=== REQUIREMENT ===
How many lines below contain the string "blurred"? Reply with the number alone.

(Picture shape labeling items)
[Begin]
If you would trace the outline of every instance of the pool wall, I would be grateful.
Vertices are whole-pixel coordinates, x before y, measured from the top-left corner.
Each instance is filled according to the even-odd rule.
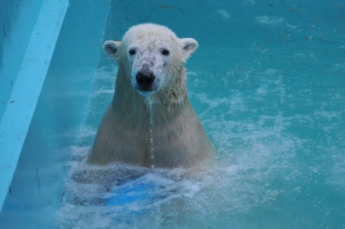
[[[0,43],[1,228],[52,227],[66,159],[97,70],[110,1],[29,3],[4,3],[14,16],[3,17],[3,28],[12,31]],[[28,28],[18,31],[23,25],[17,25]]]

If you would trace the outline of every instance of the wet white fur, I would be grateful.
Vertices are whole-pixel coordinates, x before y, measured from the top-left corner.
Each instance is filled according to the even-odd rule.
[[[150,23],[132,27],[122,41],[104,43],[104,51],[117,61],[119,70],[114,98],[98,130],[90,162],[190,168],[199,166],[214,153],[187,98],[183,64],[197,46],[193,39],[179,39],[168,28]],[[164,50],[169,54],[163,54]],[[148,66],[156,77],[157,90],[143,93],[136,89],[135,75]]]

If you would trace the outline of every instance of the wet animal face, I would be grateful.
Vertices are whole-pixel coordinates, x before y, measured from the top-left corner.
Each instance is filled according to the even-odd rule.
[[[164,88],[171,77],[168,66],[172,64],[174,50],[159,41],[146,43],[135,41],[126,50],[127,58],[132,66],[132,85],[144,95]]]
[[[143,24],[131,28],[122,42],[108,41],[103,47],[109,56],[126,60],[132,87],[146,96],[170,86],[197,43],[178,39],[164,26]]]

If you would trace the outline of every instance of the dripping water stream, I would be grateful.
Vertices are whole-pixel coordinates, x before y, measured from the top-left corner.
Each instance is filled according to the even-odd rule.
[[[150,119],[148,120],[148,129],[149,129],[149,138],[150,138],[150,162],[151,164],[151,168],[155,168],[155,153],[153,148],[153,111],[152,111],[152,102],[150,98],[147,99],[147,104],[148,105],[148,112],[150,116]]]

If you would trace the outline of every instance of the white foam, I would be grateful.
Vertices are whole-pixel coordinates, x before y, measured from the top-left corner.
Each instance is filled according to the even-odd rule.
[[[275,16],[257,16],[255,18],[255,21],[263,25],[278,25],[282,24],[285,19]]]

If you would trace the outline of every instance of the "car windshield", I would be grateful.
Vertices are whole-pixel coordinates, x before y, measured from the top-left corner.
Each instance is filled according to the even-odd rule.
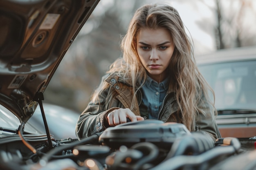
[[[256,110],[256,60],[198,66],[215,92],[217,110]]]
[[[20,120],[13,113],[0,104],[0,137],[12,134],[20,124]],[[27,133],[38,134],[42,132],[31,124],[29,121],[26,124],[24,131]]]

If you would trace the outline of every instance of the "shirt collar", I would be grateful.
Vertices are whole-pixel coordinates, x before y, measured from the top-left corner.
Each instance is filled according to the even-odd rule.
[[[159,87],[164,87],[165,90],[167,90],[169,88],[170,78],[167,77],[164,79],[164,81],[160,82],[159,84]],[[158,83],[152,79],[148,75],[147,75],[147,79],[146,80],[146,83],[149,86],[152,85],[158,86]]]

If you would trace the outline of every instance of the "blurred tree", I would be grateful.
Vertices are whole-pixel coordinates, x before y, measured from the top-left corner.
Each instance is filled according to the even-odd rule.
[[[213,28],[216,49],[256,45],[254,38],[256,33],[252,31],[252,27],[247,25],[248,22],[256,21],[256,9],[254,8],[252,0],[215,1],[215,6],[213,7],[209,5],[208,1],[200,0],[216,16],[216,21]],[[209,22],[208,18],[205,18],[198,23],[203,30],[209,32],[207,23]],[[250,35],[248,36],[249,32]]]

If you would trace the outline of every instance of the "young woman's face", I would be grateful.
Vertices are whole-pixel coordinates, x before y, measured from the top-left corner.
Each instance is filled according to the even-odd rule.
[[[137,47],[149,76],[157,82],[163,81],[174,51],[171,34],[164,29],[141,29],[137,35]]]

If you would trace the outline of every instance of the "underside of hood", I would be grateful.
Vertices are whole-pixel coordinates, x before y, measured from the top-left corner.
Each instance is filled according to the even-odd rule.
[[[0,104],[26,122],[99,0],[0,1]]]

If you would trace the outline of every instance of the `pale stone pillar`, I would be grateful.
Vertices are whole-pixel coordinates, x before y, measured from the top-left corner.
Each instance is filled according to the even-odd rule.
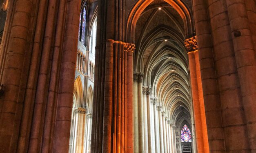
[[[169,120],[167,120],[167,117],[166,117],[165,120],[165,129],[166,129],[166,145],[167,148],[167,152],[170,153],[170,142],[169,142],[169,138],[170,138],[170,135],[169,134]]]
[[[150,146],[151,146],[150,150],[151,152],[155,153],[156,151],[156,133],[155,133],[155,125],[154,120],[154,98],[150,98],[150,103],[149,105],[149,111],[148,111],[148,114],[149,116],[149,123],[150,125],[150,131],[149,135],[150,136]]]
[[[156,152],[160,153],[160,140],[159,140],[159,117],[158,116],[158,111],[159,109],[159,106],[156,105],[157,99],[155,98],[154,99],[154,118],[155,121],[155,134],[156,141]]]
[[[139,153],[139,129],[138,129],[138,74],[134,74],[134,153]]]
[[[173,153],[173,149],[172,148],[172,143],[171,139],[172,138],[172,133],[171,133],[171,121],[168,121],[168,128],[169,133],[169,150],[170,153]]]
[[[86,123],[85,123],[84,118],[85,117],[86,110],[83,108],[79,107],[76,110],[78,118],[77,130],[76,134],[76,140],[75,145],[76,145],[76,153],[82,153],[84,147],[84,139],[85,136],[85,128]]]
[[[144,151],[143,105],[142,92],[142,80],[143,75],[140,75],[138,78],[138,108],[139,153]]]
[[[144,128],[144,152],[149,152],[149,141],[148,134],[148,124],[147,124],[147,87],[142,87],[142,92],[143,93],[143,119]]]
[[[162,119],[163,120],[163,129],[164,134],[164,146],[165,147],[165,153],[167,153],[167,143],[166,142],[166,128],[165,125],[165,122],[166,122],[166,120],[165,115],[165,112],[163,111],[162,114]]]
[[[160,144],[161,153],[165,152],[165,149],[164,147],[164,138],[163,138],[163,120],[162,119],[163,117],[162,116],[162,106],[159,105],[159,111],[158,111],[158,116],[159,117],[159,136],[160,136]]]

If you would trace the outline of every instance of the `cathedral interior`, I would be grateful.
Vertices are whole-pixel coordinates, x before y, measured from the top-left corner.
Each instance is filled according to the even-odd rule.
[[[0,5],[0,153],[256,153],[255,0]]]

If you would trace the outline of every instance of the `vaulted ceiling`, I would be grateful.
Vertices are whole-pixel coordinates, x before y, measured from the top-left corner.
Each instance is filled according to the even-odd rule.
[[[183,16],[185,13],[167,1],[153,1],[137,22],[135,69],[144,73],[143,84],[151,87],[152,96],[158,98],[167,116],[178,120],[183,114],[181,116],[190,118],[188,59],[184,42],[194,31],[191,2],[180,2],[189,12]]]

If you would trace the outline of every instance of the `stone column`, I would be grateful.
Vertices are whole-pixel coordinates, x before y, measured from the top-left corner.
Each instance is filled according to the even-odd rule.
[[[196,36],[186,39],[185,44],[189,51],[188,54],[197,149],[199,152],[209,153],[209,151],[200,66],[199,59],[196,58],[196,56],[198,57]]]
[[[245,130],[247,132],[244,133],[244,135],[243,133],[240,136],[242,136],[244,135],[245,136],[245,134],[248,135],[249,143],[247,141],[245,141],[245,143],[249,143],[252,152],[256,152],[256,131],[252,128],[256,127],[256,118],[252,117],[255,115],[256,109],[256,48],[254,46],[254,41],[252,35],[252,32],[255,33],[255,31],[253,31],[253,30],[251,31],[252,30],[250,30],[251,27],[254,27],[255,29],[256,26],[255,24],[252,26],[253,24],[249,23],[250,21],[248,18],[248,15],[252,13],[248,11],[246,3],[247,3],[247,5],[249,5],[249,4],[254,5],[252,4],[253,2],[249,2],[249,1],[245,0],[240,0],[237,2],[230,0],[226,1],[230,31],[232,34],[231,37],[235,54],[236,66],[236,68],[237,68],[240,83],[239,85],[236,85],[234,84],[234,85],[236,85],[236,87],[240,85],[239,89],[240,90],[240,97],[243,106],[243,108],[240,108],[241,106],[239,105],[238,106],[239,108],[236,109],[239,111],[241,110],[241,111],[243,114],[244,113],[247,127]],[[254,7],[251,7],[254,9],[256,7],[256,2],[254,1]],[[232,48],[233,49],[233,47]],[[229,98],[230,96],[227,94],[227,98]],[[232,95],[231,96],[234,96],[233,94],[230,94],[231,95]],[[238,99],[237,101],[238,101]],[[238,115],[236,109],[229,111],[229,114],[231,111],[235,111],[236,114]],[[238,117],[237,118],[234,120],[238,119]],[[233,118],[232,119],[233,120]],[[230,120],[227,118],[227,120]],[[237,126],[243,123],[242,122],[242,121],[238,122]],[[240,128],[239,130],[242,128],[242,127]],[[235,131],[234,132],[234,133],[238,132]],[[244,146],[241,146],[244,147]],[[234,147],[236,148],[237,146],[234,146]],[[242,147],[240,149],[242,149]],[[246,148],[243,149],[245,149]]]
[[[143,93],[143,120],[144,127],[144,152],[149,152],[149,141],[148,141],[148,129],[147,123],[147,94],[148,90],[147,87],[143,86],[142,87],[142,92]]]
[[[154,98],[154,119],[155,127],[156,153],[160,153],[160,140],[159,138],[159,117],[158,116],[159,106],[157,105],[157,99]]]
[[[171,133],[171,121],[169,120],[168,120],[168,132],[169,132],[169,135],[168,135],[168,137],[169,137],[169,152],[170,153],[173,153],[174,152],[174,150],[173,150],[173,149],[172,147],[172,133]]]
[[[148,115],[149,117],[149,120],[150,126],[150,131],[149,135],[150,136],[150,151],[151,152],[156,152],[156,133],[155,133],[155,121],[154,119],[154,99],[153,98],[150,98],[150,103],[149,105]]]
[[[85,148],[85,133],[87,123],[86,109],[79,107],[75,110],[77,116],[77,127],[76,141],[76,152],[82,153]]]
[[[139,153],[139,127],[138,127],[138,79],[139,73],[134,72],[134,151]]]
[[[163,120],[163,138],[164,138],[164,146],[165,149],[165,153],[167,153],[167,136],[166,136],[166,118],[165,117],[165,112],[162,112],[162,119]]]
[[[164,142],[164,134],[163,128],[163,116],[162,111],[162,105],[159,105],[158,108],[158,116],[159,117],[159,139],[160,144],[160,151],[161,153],[165,152]]]
[[[143,75],[141,74],[138,79],[138,108],[139,144],[140,153],[145,150],[144,145],[144,124],[143,120],[143,102],[142,96],[142,81]]]
[[[165,117],[165,129],[166,129],[166,146],[167,148],[167,152],[170,153],[170,142],[169,141],[169,138],[170,138],[170,135],[169,134],[169,120],[168,120],[168,117]]]

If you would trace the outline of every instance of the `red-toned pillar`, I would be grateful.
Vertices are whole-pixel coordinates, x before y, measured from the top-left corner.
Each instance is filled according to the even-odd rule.
[[[196,36],[186,39],[185,44],[189,51],[188,54],[196,125],[197,150],[199,153],[209,153]]]

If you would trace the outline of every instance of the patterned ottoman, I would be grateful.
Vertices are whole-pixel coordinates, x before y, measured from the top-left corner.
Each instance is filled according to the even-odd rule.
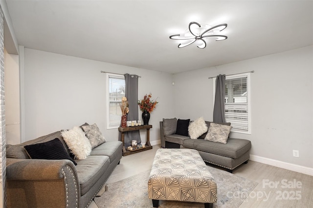
[[[198,151],[159,149],[156,151],[148,182],[149,199],[154,207],[159,200],[204,203],[213,207],[217,187]]]

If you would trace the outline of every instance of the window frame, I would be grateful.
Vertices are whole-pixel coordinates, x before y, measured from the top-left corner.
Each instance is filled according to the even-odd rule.
[[[119,127],[120,127],[120,125],[114,125],[114,126],[110,126],[110,81],[109,79],[110,78],[117,78],[117,79],[122,79],[125,81],[125,77],[124,75],[120,75],[120,74],[113,74],[113,73],[106,73],[106,81],[107,81],[107,84],[106,84],[106,98],[107,98],[107,129],[114,129],[114,128],[117,128]],[[125,86],[126,87],[126,86]],[[121,117],[122,116],[121,115]]]
[[[235,133],[239,133],[241,134],[251,134],[251,84],[250,83],[250,73],[241,73],[239,74],[236,74],[233,75],[226,75],[226,80],[234,79],[238,79],[238,78],[242,78],[244,77],[246,77],[246,86],[247,86],[247,97],[248,99],[247,102],[247,107],[248,107],[248,130],[247,131],[243,131],[237,129],[233,129],[232,128],[230,129],[230,132],[235,132]],[[216,91],[216,78],[213,78],[213,108],[214,106],[214,103],[215,102],[215,91]],[[227,122],[227,121],[226,121]]]

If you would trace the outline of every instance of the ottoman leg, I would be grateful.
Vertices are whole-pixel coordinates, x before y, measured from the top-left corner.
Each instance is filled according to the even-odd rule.
[[[204,208],[213,208],[213,203],[204,203]]]
[[[153,205],[153,207],[154,208],[158,208],[158,203],[159,203],[159,200],[157,200],[156,199],[153,199],[152,200],[152,204]]]

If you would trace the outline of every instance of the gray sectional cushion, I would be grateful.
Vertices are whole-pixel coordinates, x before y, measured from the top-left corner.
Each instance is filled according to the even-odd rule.
[[[183,145],[184,147],[237,158],[250,149],[251,142],[245,139],[228,138],[227,144],[222,144],[204,139],[189,139],[183,141]]]
[[[123,143],[118,141],[107,141],[92,149],[90,155],[105,155],[110,158],[110,163],[119,158],[122,154]]]
[[[164,136],[174,134],[176,132],[177,119],[163,119],[163,133]]]
[[[94,155],[75,161],[77,163],[76,167],[79,179],[81,195],[83,196],[98,182],[109,168],[110,159],[108,156]]]
[[[58,131],[19,145],[7,145],[6,146],[6,156],[8,158],[15,159],[29,159],[28,155],[27,155],[26,153],[26,151],[25,151],[24,146],[26,145],[34,145],[35,144],[43,143],[53,140],[55,138],[58,138],[60,141],[61,141],[66,150],[69,154],[68,147],[67,147],[65,142],[63,140],[63,137],[62,137],[61,135],[61,131]]]
[[[164,136],[164,138],[166,142],[179,144],[180,145],[182,145],[184,140],[190,139],[190,137],[189,137],[179,135],[178,134],[172,134],[170,135]]]

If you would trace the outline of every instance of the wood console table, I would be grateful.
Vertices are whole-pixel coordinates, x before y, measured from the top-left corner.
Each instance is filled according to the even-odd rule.
[[[143,151],[148,150],[148,149],[152,149],[152,146],[150,144],[150,128],[152,128],[152,125],[137,125],[135,126],[129,126],[129,127],[119,127],[118,131],[122,133],[122,142],[123,143],[123,156],[126,156],[132,154],[136,153],[137,152],[140,152]],[[124,133],[125,132],[131,131],[135,131],[136,130],[140,129],[147,129],[147,142],[146,143],[145,147],[140,148],[135,151],[129,151],[125,148],[124,144]]]

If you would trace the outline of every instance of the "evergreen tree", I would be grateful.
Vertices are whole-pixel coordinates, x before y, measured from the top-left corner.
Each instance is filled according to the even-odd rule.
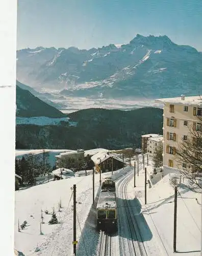
[[[52,218],[49,221],[48,223],[50,224],[54,224],[58,223],[58,219],[56,217],[56,214],[55,212],[54,209],[52,214]]]
[[[163,145],[160,144],[156,148],[155,154],[153,157],[154,165],[156,168],[163,165]]]

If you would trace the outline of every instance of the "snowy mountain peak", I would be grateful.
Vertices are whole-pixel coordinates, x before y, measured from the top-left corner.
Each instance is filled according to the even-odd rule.
[[[149,35],[148,36],[144,36],[139,34],[137,34],[136,36],[130,42],[130,45],[143,45],[152,48],[158,47],[160,49],[175,45],[166,35],[155,36]]]

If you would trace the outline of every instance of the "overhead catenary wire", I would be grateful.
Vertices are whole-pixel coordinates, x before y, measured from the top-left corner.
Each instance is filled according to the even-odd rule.
[[[81,228],[80,223],[79,222],[79,220],[78,215],[77,214],[77,220],[78,220],[78,223],[79,223],[79,227],[80,228],[80,231],[81,231],[81,235],[82,236],[83,241],[84,241],[84,247],[85,247],[85,251],[86,251],[86,255],[87,255],[87,256],[88,256],[88,252],[87,252],[87,249],[86,249],[86,244],[85,243],[84,238],[84,236],[83,236],[83,232],[82,232],[82,231]]]

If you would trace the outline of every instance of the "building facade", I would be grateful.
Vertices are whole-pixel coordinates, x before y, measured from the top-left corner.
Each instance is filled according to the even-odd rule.
[[[147,140],[147,154],[150,160],[152,160],[156,155],[157,148],[163,148],[163,135],[155,138],[149,138]]]
[[[202,98],[199,96],[159,99],[164,103],[163,114],[163,165],[191,170],[192,166],[180,163],[176,157],[176,150],[183,140],[192,140],[190,131],[202,131]],[[193,142],[194,143],[194,142]]]
[[[147,152],[147,141],[148,139],[150,138],[157,138],[161,137],[162,136],[162,135],[155,134],[144,134],[144,135],[142,135],[142,153],[146,154]]]
[[[70,169],[81,168],[84,162],[84,151],[68,151],[55,156],[57,168],[65,167]]]
[[[116,154],[109,152],[96,154],[91,157],[91,160],[94,163],[95,170],[98,173],[115,171],[125,165]]]

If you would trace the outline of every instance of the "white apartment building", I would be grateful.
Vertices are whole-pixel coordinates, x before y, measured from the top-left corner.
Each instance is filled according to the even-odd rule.
[[[77,168],[84,161],[84,151],[83,150],[67,150],[66,152],[60,153],[55,156],[57,160],[56,165],[57,168],[60,168],[63,165],[63,162],[66,162],[68,168]]]
[[[150,138],[162,137],[162,135],[160,135],[159,134],[156,134],[154,133],[151,133],[149,134],[144,134],[143,135],[142,135],[142,153],[145,154],[147,152],[147,141],[148,139]]]
[[[147,154],[149,158],[152,160],[156,155],[156,149],[162,146],[163,147],[163,135],[149,138],[147,140]]]
[[[183,140],[193,140],[189,128],[202,131],[202,98],[199,96],[158,99],[164,103],[163,114],[163,165],[178,169],[190,168],[186,163],[176,161],[175,151]]]

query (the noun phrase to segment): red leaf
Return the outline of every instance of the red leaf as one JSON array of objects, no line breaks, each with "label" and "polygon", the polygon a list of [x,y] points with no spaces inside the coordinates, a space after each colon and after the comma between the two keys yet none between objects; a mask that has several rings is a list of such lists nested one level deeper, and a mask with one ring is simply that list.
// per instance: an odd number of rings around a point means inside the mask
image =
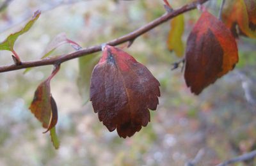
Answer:
[{"label": "red leaf", "polygon": [[187,45],[184,77],[196,94],[232,70],[238,61],[231,32],[207,11],[193,27]]},{"label": "red leaf", "polygon": [[110,132],[131,137],[150,121],[160,96],[158,80],[149,70],[122,50],[105,47],[90,83],[94,112]]}]

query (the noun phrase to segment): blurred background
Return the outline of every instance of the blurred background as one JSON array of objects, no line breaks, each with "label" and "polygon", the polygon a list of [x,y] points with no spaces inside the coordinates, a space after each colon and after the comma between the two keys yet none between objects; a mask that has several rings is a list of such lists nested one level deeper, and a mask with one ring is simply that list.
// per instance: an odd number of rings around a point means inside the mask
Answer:
[{"label": "blurred background", "polygon": [[[0,5],[4,1],[0,0]],[[174,8],[189,1],[169,0]],[[205,5],[216,15],[220,4],[211,1]],[[42,10],[39,19],[15,43],[22,61],[41,58],[60,33],[86,47],[130,33],[165,12],[161,0],[13,0],[0,11],[0,41],[20,29],[37,10]],[[200,13],[184,15],[184,42]],[[241,37],[236,69],[195,96],[186,86],[181,68],[171,70],[179,59],[167,49],[170,28],[166,22],[124,49],[161,85],[151,122],[131,138],[109,132],[88,102],[90,74],[100,52],[62,64],[51,81],[59,111],[58,150],[28,109],[36,87],[52,66],[25,74],[24,70],[1,73],[0,165],[184,165],[198,152],[198,165],[214,165],[255,149],[256,41]],[[65,45],[52,56],[72,51]],[[0,66],[13,63],[10,54],[0,51]]]}]

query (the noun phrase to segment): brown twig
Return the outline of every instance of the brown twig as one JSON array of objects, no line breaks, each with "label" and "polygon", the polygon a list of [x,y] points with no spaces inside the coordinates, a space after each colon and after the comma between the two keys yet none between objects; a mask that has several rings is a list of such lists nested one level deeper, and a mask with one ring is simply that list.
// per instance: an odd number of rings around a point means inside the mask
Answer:
[{"label": "brown twig", "polygon": [[204,154],[205,154],[204,149],[200,149],[199,151],[197,153],[195,158],[188,162],[185,164],[185,166],[195,166],[195,165],[196,165],[200,162],[200,160],[201,160],[201,159],[203,157],[203,156],[204,155]]},{"label": "brown twig", "polygon": [[[117,45],[126,42],[129,42],[136,39],[141,34],[147,33],[147,31],[154,29],[157,26],[166,22],[167,20],[184,13],[189,10],[196,8],[197,5],[202,4],[209,0],[198,0],[188,4],[184,5],[179,9],[175,10],[169,13],[165,13],[156,20],[149,22],[148,24],[141,27],[140,28],[135,30],[134,31],[125,34],[118,38],[116,38],[111,42],[106,43],[109,45]],[[94,52],[99,52],[101,50],[101,45],[95,45],[90,47],[83,49],[70,54],[54,57],[51,59],[44,59],[42,60],[31,61],[27,62],[22,62],[20,65],[12,64],[10,66],[5,66],[0,67],[0,73],[6,72],[12,70],[17,70],[22,68],[27,68],[30,67],[36,67],[45,65],[54,64],[56,63],[61,63],[65,61],[77,58],[79,57],[88,55]]]},{"label": "brown twig", "polygon": [[246,160],[252,159],[252,158],[255,158],[255,156],[256,156],[256,150],[252,151],[248,153],[245,153],[238,157],[232,158],[229,160],[227,160],[225,162],[223,162],[223,163],[221,163],[217,165],[217,166],[226,166],[226,165],[228,165],[229,164],[246,161]]}]

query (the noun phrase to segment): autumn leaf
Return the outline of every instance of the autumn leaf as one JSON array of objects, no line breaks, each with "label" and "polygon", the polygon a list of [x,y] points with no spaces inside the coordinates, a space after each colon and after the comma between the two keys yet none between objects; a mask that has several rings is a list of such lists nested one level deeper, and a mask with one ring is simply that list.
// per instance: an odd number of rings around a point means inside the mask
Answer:
[{"label": "autumn leaf", "polygon": [[29,109],[42,123],[46,133],[57,124],[58,109],[54,99],[51,93],[50,82],[58,72],[60,66],[54,68],[52,74],[37,87]]},{"label": "autumn leaf", "polygon": [[180,15],[170,22],[171,29],[167,39],[167,47],[170,51],[173,50],[178,57],[184,54],[184,44],[182,37],[184,31],[184,19]]},{"label": "autumn leaf", "polygon": [[5,39],[3,42],[0,43],[0,50],[10,50],[13,52],[14,56],[15,56],[16,59],[19,61],[20,63],[20,58],[17,54],[14,51],[13,47],[15,42],[17,40],[19,36],[22,35],[22,34],[28,32],[32,26],[34,24],[35,21],[38,19],[41,12],[38,10],[34,13],[34,16],[32,17],[31,20],[30,20],[25,26],[18,32],[10,34],[6,39]]},{"label": "autumn leaf", "polygon": [[237,47],[231,32],[204,11],[188,39],[184,74],[188,87],[198,94],[232,70],[237,61]]},{"label": "autumn leaf", "polygon": [[[256,1],[228,0],[223,10],[222,18],[234,36],[244,34],[256,38]],[[237,31],[236,27],[238,25]]]},{"label": "autumn leaf", "polygon": [[122,50],[107,45],[95,66],[90,100],[99,119],[110,132],[131,137],[150,121],[156,110],[159,82],[143,64]]},{"label": "autumn leaf", "polygon": [[57,123],[58,112],[55,101],[51,94],[49,80],[43,82],[37,87],[29,109],[42,123],[43,127],[47,128],[44,133]]}]

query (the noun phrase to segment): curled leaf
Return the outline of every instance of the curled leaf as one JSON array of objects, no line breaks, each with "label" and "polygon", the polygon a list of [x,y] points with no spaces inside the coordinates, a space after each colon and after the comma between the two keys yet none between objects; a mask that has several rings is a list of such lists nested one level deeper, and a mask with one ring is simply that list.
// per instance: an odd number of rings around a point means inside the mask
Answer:
[{"label": "curled leaf", "polygon": [[178,57],[182,57],[184,54],[184,44],[182,37],[184,31],[184,19],[183,15],[180,15],[171,20],[171,29],[167,39],[167,47],[173,50]]},{"label": "curled leaf", "polygon": [[60,66],[58,66],[48,79],[38,86],[29,107],[30,110],[42,123],[43,127],[47,128],[44,133],[51,130],[58,121],[57,105],[51,94],[50,82],[59,69]]},{"label": "curled leaf", "polygon": [[110,132],[131,137],[150,121],[160,96],[158,80],[149,70],[122,50],[107,45],[95,66],[90,100],[99,119]]},{"label": "curled leaf", "polygon": [[234,68],[238,61],[236,40],[221,21],[204,11],[188,39],[185,60],[186,83],[198,94]]}]

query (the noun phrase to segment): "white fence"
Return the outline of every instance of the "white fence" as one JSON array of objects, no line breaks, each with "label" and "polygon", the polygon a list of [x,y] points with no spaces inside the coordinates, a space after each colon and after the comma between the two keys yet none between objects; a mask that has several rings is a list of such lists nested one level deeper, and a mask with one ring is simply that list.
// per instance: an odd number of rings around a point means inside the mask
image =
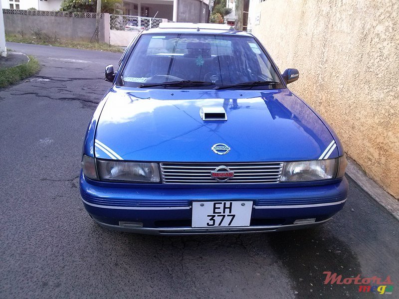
[End]
=== THE OUTPUT ===
4